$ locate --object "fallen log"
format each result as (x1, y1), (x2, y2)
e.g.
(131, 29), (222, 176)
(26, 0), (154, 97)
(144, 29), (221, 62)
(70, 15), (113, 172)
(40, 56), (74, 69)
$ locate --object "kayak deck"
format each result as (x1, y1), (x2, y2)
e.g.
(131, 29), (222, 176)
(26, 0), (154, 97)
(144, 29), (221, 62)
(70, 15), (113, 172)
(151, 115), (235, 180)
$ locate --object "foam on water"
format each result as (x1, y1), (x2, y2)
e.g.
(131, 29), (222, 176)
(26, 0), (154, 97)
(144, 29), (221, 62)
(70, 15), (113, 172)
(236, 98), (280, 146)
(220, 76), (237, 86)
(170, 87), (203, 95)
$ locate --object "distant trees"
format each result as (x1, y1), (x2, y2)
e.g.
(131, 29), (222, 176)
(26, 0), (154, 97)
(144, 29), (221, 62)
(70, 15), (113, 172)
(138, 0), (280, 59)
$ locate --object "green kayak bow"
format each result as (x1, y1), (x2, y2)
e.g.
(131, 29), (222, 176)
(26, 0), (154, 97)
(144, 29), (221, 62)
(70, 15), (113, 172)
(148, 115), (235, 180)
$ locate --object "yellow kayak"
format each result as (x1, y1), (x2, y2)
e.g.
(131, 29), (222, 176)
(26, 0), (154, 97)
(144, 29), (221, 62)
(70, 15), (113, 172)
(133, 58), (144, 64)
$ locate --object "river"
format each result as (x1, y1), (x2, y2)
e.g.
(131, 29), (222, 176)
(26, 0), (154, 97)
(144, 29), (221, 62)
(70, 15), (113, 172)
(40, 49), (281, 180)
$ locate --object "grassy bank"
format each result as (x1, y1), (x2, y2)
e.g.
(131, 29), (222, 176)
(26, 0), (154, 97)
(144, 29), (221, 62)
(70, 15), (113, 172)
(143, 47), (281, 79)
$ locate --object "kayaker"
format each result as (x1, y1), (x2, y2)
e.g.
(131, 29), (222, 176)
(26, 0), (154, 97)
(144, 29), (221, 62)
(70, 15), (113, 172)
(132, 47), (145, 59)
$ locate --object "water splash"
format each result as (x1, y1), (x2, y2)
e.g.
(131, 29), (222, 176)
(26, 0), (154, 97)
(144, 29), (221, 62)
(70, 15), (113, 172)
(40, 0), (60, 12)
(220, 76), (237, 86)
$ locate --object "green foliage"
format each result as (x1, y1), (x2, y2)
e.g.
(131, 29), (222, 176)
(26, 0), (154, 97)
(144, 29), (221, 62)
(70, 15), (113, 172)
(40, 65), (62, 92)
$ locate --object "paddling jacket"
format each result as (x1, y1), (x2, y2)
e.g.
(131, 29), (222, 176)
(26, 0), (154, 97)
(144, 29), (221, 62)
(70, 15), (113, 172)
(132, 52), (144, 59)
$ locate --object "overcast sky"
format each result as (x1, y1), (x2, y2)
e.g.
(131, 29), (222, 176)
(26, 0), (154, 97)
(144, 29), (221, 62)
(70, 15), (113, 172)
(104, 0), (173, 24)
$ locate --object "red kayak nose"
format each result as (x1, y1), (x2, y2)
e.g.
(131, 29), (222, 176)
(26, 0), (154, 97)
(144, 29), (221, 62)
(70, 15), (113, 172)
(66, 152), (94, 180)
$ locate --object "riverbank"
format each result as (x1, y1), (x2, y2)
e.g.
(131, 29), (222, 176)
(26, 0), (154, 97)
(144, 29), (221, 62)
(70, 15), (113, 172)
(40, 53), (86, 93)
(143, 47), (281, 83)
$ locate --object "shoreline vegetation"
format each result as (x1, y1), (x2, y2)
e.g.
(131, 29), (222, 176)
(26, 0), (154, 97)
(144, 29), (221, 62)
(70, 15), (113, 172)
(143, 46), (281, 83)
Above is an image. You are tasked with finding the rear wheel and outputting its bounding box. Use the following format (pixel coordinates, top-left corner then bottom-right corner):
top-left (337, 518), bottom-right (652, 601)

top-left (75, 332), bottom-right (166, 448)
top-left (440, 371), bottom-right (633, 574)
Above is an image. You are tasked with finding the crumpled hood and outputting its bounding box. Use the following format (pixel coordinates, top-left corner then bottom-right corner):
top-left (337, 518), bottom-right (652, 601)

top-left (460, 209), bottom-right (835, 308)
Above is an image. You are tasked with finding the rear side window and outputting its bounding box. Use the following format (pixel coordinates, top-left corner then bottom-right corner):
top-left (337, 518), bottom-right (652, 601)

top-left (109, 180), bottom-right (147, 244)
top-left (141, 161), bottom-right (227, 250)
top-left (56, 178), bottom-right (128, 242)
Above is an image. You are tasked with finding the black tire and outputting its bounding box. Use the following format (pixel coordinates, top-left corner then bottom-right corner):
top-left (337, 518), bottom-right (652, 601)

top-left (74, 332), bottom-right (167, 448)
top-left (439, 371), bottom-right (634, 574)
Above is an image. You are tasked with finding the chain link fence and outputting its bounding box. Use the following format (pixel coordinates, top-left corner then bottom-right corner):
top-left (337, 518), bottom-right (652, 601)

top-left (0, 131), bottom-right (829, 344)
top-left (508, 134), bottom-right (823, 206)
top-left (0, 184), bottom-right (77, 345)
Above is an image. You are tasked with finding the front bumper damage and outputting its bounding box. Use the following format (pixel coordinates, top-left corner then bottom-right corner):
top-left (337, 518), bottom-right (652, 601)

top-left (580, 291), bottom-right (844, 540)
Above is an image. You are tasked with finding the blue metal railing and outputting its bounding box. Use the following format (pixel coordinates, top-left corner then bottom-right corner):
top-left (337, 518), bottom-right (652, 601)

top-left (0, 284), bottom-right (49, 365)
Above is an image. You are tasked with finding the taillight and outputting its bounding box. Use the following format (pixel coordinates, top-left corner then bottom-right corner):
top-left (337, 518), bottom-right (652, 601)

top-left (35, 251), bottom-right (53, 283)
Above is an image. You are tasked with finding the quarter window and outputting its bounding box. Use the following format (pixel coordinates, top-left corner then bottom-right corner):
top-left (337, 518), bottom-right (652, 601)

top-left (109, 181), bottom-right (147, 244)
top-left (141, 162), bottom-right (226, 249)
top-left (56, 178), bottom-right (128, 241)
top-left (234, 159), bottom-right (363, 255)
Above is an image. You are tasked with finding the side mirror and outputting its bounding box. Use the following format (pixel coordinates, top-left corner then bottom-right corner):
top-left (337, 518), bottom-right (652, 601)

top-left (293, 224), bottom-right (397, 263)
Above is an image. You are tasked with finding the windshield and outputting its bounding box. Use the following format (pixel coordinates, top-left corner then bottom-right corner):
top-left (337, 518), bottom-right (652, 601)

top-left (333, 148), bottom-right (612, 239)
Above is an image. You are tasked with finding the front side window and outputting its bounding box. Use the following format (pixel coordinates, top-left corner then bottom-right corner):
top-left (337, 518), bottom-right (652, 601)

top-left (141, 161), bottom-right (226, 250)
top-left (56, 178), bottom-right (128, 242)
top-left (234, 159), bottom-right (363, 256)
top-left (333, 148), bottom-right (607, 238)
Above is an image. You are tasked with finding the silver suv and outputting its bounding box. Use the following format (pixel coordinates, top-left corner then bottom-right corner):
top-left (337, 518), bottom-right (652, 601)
● ● ● ● ● ● ●
*Goal*
Convert the entries above, from the first line through the line containing "(138, 0), (280, 59)", into a Markdown table with the columns Row and Line, numbering each line in order and omitting any blank lines.

*Solution*
| Row | Line |
|---|---|
| 1 | $ locate --object "fallen log" |
| 2 | format each result as (x1, y1), (x2, y2) |
| 3 | e.g. |
| 4 | (131, 29), (222, 176) |
| 5 | (26, 0), (154, 97) |
| 6 | (144, 29), (221, 62) |
| 7 | (70, 15), (113, 172) |
| 8 | (40, 56), (74, 69) |
| 9 | $ locate --object "kayak deck" |
| 10 | format each result as (x1, y1), (x2, y2) |
| 11 | e.g. |
| 12 | (131, 29), (222, 176) |
| 13 | (26, 0), (154, 97) |
| 14 | (144, 29), (221, 62) |
| 15 | (70, 15), (113, 172) |
| 16 | (151, 115), (235, 180) |
| 17 | $ locate --object "foam on water" |
| 18 | format each result as (x1, y1), (x2, y2) |
| 19 | e.g. |
| 20 | (131, 29), (222, 176) |
| 21 | (26, 0), (154, 97) |
| 22 | (144, 29), (221, 62) |
| 23 | (70, 15), (113, 172) |
| 24 | (236, 98), (280, 146) |
| 25 | (220, 76), (237, 86) |
| 26 | (170, 87), (203, 95) |
| 27 | $ locate --object "distant trees" |
| 28 | format each result as (x1, y1), (x2, y2) |
| 29 | e.g. |
| 30 | (131, 29), (222, 176) |
| 31 | (26, 0), (154, 97) |
| 32 | (144, 29), (221, 62) |
| 33 | (70, 15), (113, 172) |
| 34 | (138, 0), (280, 59) |